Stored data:
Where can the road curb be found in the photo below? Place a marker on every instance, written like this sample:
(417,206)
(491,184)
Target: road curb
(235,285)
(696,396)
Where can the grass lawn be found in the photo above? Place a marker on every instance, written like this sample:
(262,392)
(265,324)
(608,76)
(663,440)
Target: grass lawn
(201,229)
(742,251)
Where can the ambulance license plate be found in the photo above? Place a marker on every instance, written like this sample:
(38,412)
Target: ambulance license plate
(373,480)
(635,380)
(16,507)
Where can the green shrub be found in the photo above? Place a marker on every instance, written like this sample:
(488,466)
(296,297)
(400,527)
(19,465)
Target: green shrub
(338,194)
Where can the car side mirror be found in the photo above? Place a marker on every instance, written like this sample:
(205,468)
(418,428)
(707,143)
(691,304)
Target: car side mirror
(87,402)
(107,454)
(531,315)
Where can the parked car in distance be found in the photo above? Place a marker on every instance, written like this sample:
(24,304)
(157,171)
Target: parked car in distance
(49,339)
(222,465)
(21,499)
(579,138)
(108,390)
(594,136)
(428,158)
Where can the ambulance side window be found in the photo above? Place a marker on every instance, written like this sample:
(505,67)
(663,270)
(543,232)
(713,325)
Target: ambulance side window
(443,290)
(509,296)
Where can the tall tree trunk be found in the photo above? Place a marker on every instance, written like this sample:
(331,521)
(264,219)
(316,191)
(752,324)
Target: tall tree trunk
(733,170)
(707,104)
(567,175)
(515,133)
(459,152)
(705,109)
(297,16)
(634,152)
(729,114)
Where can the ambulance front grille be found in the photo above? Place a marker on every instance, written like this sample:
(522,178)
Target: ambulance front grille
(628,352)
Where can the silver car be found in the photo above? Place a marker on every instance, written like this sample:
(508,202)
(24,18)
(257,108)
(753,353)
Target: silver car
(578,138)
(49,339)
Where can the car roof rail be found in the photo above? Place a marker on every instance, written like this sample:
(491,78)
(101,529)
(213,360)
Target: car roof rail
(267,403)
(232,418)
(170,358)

TASK:
Nothing but the lines from the one with "Target: ambulance side window" through the last line of the data should appear; print them exactly.

WRITTEN SOLUTION:
Target: ambulance side window
(443,290)
(509,296)
Where can the tall tree trunk be found in the photo above? Place a marker on every instance, written like this sample:
(331,521)
(264,219)
(316,191)
(752,324)
Target: tall tree trunk
(733,170)
(707,104)
(567,175)
(515,133)
(459,152)
(705,109)
(297,16)
(634,152)
(729,114)
Where can the ambulance front grille be found in the photo above? Place a marker on every instance, written like this sample:
(522,178)
Target: ambulance front grille
(628,352)
Where can the silver car be found in the photo above? Place a marker on every instance, written like this sample:
(508,202)
(24,18)
(257,108)
(753,353)
Target: silver car
(578,138)
(49,339)
Where can the car roof rail be found in the photo above? Place a marker on every instance, written like this sample:
(491,78)
(101,529)
(213,360)
Target: car roof rail
(267,403)
(232,418)
(170,358)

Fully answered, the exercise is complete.